[Fragmento de página]

Por Plinio Apuleyo Mendoza
El Tiempo
GDA
Me duele encontrarlos en los
semáforos vendiendo cualquier cosa a cambio de unas monedas. Me cuentan
que en las puertas de las universidades, en los puentes peatonales y en el
propio Transmilenio venden arepas o golosinas o forman grupos de canto sin que
nunca pierdan la oportunidad de exponer ante los transeúntes las razones de su
éxodo. Me siento más tranquilo cuando descubro que algunos de ellos han
encontrado trabajo en una peluquería o en una tienda de ropa.
Me refiero, desde luego, a los
migrantes venezolanos que, abrumados por la penuria en que los ha sumergido el
régimen de Maduro, no tienen otra alternativa que refugiarse en
Colombia. Según cálculos de la Federación de Venezolanos, hoy estos
migrantes suman más de 1 millón, la mayoría de ellos esperando un permiso legal
de residencia.
Con la mala memoria, propia de
un país donde los menores de 30 años son mayoría, hemos olvidado que una
situación similar fue vivida por millones de colombianos que en los años
cincuenta buscaban escapar de la terrible violencia política que azotó el
país. Yo viví con mi familia esa situación. Condenado a 25 años de cárcel por haber
organizado un frustrado levantamiento militar contra el régimen conservador, mi
padre escapó a un inminente arresto asilándose en la Embajada de Venezuela.
Tenía muchos amigos en ese país, pues había sido embajador ante el gobierno de
Isaías Medina Angarita. Por obra de este exilio que duró cerca de 12 años, sus
hijos emigramos también.
Sí, era una Venezuela rica y
próspera gobernada por un dictador, el general Marcos Pérez Jiménez. No había
libertad de prensa. Los dirigentes de los dos grandes partidos, Copei y Acción
Democrática, habían tomado el camino del exilio. Quienes intentaban conspirar
corrían el riesgo de caer en manos de la Seguridad Nacional, dirigida por el
temible Pedro Estrada.

[/Fragmento de página]
[Extracto de datos]

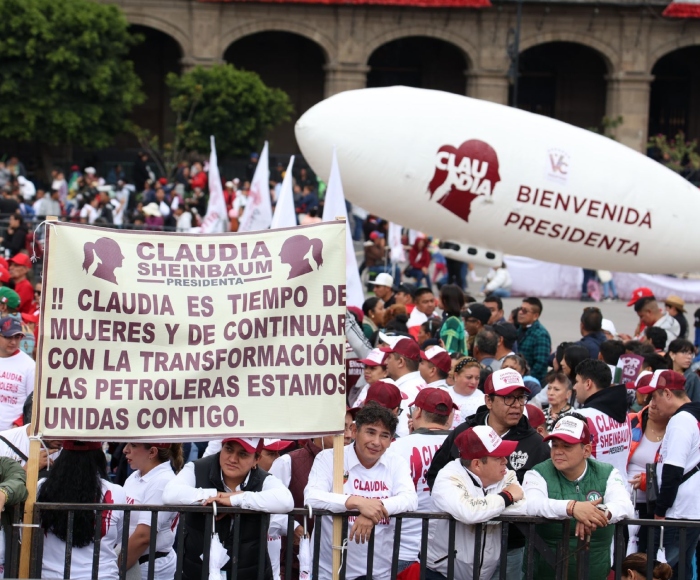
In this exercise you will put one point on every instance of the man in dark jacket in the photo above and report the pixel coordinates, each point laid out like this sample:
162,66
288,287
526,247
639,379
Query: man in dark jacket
506,395
605,407
592,330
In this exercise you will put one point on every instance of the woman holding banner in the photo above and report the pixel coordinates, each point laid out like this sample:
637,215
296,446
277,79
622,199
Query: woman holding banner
154,464
228,478
79,475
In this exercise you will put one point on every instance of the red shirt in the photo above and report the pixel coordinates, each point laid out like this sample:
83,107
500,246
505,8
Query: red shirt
26,296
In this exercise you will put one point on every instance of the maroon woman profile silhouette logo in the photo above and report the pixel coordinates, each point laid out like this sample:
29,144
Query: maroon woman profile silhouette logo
295,252
109,255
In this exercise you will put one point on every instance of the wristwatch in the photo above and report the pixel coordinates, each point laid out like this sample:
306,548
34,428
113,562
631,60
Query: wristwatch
602,507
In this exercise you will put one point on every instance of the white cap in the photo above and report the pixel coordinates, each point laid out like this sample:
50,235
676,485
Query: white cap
608,326
383,280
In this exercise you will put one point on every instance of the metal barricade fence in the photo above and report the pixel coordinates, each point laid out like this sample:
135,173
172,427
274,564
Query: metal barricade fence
558,559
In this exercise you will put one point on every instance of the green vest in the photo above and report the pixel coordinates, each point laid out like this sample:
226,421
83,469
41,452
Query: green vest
591,487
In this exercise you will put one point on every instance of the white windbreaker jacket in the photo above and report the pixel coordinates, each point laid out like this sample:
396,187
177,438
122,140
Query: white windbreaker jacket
459,492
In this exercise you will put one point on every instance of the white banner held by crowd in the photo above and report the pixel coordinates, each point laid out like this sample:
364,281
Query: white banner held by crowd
181,337
258,211
215,221
285,216
334,207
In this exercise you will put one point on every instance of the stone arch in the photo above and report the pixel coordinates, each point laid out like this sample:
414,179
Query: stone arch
175,32
609,55
468,49
326,45
667,48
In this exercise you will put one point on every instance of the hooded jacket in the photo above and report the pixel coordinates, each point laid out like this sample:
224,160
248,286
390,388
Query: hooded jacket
606,411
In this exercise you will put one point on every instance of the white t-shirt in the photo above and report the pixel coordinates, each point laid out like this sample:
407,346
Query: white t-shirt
90,213
148,490
645,453
409,385
19,438
681,447
81,563
418,449
389,479
16,383
468,404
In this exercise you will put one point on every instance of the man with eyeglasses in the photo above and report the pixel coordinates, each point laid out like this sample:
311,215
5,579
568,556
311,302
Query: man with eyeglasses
534,342
506,395
574,485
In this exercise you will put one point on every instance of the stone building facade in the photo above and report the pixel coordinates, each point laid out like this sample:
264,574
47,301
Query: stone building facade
578,60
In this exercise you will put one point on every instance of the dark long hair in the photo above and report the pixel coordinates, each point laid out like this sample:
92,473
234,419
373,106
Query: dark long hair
76,477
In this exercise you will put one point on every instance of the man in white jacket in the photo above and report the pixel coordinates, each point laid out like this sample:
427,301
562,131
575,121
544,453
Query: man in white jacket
475,488
376,483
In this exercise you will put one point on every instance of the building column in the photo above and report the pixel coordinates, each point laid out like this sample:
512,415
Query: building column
628,97
488,85
344,77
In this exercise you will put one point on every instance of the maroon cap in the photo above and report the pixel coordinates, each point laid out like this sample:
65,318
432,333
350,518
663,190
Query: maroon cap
570,430
21,260
535,416
663,379
405,346
81,445
638,293
386,394
250,444
483,441
503,382
434,400
439,357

[/Extracto de datos]

§ Partes del ejercicio
**A)** Según el fragmento sobre los migrantes venezolanos, ¿por qué el padre del autor tenía muchos amigos en Venezuela? Responda en una a tres oraciones.
**B)** De acuerdo con el fragmento, ¿cuántos migrantes venezolanos hay hoy en Colombia según los cálculos de la Federación de Venezolanos?
Las líneas del extracto de datos no intervienen en este ejercicio.

§ Respuestas del ejercicio
**A)** El padre del autor tenía muchos amigos en Venezuela porque había sido embajador ante el gobierno de Isaías Medina Angarita.

**B)** Más de 1 millón.